DATASET:
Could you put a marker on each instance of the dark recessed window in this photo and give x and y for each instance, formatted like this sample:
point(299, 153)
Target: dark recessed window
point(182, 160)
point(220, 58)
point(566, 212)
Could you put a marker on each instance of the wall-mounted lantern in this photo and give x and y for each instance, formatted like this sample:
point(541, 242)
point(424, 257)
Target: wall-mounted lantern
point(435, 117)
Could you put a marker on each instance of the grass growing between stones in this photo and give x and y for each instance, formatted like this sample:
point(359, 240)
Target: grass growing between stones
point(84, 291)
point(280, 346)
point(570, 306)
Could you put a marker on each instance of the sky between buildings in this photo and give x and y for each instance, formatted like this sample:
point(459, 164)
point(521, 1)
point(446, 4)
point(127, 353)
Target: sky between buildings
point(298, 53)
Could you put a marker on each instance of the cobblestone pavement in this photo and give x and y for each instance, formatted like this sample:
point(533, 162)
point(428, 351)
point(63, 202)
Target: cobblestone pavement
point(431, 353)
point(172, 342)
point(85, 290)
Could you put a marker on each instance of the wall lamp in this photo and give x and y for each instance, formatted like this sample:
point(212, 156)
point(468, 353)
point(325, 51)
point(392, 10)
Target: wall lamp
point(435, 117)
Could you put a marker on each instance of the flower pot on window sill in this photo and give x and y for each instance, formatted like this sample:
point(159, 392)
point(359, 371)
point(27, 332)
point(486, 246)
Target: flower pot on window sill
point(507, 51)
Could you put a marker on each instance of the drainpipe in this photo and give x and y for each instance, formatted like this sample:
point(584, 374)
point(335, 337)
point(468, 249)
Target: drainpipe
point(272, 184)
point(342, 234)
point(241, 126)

---

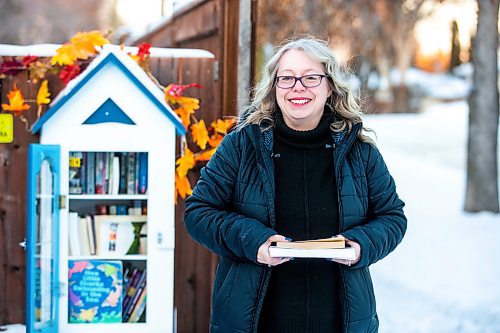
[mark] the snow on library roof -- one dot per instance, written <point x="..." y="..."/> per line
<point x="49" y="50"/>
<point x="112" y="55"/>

EXERCISE AIM: Count the lines in the entries above that contain the string "between", treating uppercase and lowercase as different. Give only the number.

IN RESPONSE: 4